= ZAMBART Project =

Zambart is a public health research non-governmental organization conducting scientific research into the dual epidemics of tuberculosis and HIV. The organization is based in Lusaka, Zambia at the University of Zambia's School of Medicine Ridgeway Campus. Zambart has over 200 employees and works in 16 study sites throughout the country.

==Overview==
Zambart is a Zambian NGO formed in 2004 from a collaboration between the University of Zambia’s School of Medicine and the London School of Hygiene and Tropical Medicine that spans more than 20 years. From the initial studies of the impact of HIV on the clinical presentation and outcome of tuberculosis, the scope and partnership of the research have expanded widely. Based in Lusaka, Zambart now collaborates closely with government, non-governmental and academic institutions within Zambia, Africa and the rest of the world. Zambart staff form an interdisciplinary team with a range of expertise including epidemiology, clinical science, social science, laboratory, operations research, health systems and services research, health policy analysis, health economics, development communication and counselling.

Zambart focuses on the overlap between HIV and TB to improve the quality of life of people affected by the dual epidemic. Conducting research within a limited resource setting, Zambart is committed to bridging research and action through operational research and through forging effective collaboration with local stakeholders; providing evidence-based and high-quality research; addressing relevant scientific and priority questions; and capacity building for Zambian research - both scientific and managerial.

-- Complete the following --
A: According to the text about Zambart, in what year was the organization formed?
B: Continue the Zambart text from where it stops.

Dataset items:
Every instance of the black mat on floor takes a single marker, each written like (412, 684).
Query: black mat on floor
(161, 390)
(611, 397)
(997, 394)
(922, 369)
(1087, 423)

-- Answers to the tasks --
A: 2004

B:
Internationally, Zambart is recognised as one of the foremost TB/HIV research groups in the world. Representatives sit on the World Health Organization (WHO) TB/HIV working group and have assisted in the writing of WHO technical guidelines and policy documents. In addition, Zambart is actively involved in regional and international research consortia through TARGETS, Evidence for Action and the Consortium to Respond Effectively to the AIDS/TB Epidemic (CREATE).

Zambart has no core funding but has been successful in attracting grants from a wide range of sources. Much of the current portfolio of activity is funded through the Department For International Development (DFID) Knowledge Programmes on Tuberculosis (TARGETS) and HIV (Evidence for Action) and the CREATE Consortium, funded by the Bill and Melinda Gates Foundation.